__Prompt__.
How many lines in the data below contain the word "white"? State only the number.

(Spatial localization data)
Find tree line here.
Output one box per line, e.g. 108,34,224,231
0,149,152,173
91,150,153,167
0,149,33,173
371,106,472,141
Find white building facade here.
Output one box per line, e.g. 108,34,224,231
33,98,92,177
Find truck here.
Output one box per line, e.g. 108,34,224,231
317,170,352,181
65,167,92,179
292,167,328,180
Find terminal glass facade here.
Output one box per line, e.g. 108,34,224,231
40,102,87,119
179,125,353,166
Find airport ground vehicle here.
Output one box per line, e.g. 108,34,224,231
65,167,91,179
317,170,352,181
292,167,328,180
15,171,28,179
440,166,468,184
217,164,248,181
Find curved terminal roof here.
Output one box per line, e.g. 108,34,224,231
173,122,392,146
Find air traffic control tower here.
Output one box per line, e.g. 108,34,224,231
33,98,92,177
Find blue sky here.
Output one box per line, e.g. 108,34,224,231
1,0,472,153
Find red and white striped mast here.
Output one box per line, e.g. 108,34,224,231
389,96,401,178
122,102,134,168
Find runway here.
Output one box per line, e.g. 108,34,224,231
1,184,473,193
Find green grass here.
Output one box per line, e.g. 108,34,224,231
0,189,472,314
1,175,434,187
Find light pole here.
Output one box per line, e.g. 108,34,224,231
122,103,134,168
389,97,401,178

--

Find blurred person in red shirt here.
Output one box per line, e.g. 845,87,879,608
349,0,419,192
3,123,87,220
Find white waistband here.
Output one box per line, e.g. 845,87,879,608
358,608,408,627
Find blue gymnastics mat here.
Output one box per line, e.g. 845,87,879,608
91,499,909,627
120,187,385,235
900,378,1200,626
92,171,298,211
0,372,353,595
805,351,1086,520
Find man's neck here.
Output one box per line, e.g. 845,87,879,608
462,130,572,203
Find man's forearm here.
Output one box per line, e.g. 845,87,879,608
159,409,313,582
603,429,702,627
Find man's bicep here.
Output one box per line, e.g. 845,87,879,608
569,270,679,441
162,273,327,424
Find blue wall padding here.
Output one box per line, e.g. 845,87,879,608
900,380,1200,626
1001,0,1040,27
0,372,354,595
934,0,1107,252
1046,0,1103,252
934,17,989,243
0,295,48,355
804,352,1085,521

==

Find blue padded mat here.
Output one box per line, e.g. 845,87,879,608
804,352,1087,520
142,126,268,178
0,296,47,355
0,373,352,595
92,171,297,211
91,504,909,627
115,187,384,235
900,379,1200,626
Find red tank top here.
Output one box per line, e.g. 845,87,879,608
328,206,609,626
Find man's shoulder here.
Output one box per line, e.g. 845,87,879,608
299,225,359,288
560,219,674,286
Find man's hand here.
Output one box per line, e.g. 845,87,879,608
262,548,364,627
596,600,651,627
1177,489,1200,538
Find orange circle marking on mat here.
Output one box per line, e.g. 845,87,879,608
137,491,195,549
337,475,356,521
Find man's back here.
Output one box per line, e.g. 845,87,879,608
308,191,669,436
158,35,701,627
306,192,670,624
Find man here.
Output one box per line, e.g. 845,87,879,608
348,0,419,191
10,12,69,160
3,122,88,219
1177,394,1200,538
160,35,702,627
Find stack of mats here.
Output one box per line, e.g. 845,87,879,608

__Response to this exercise__.
3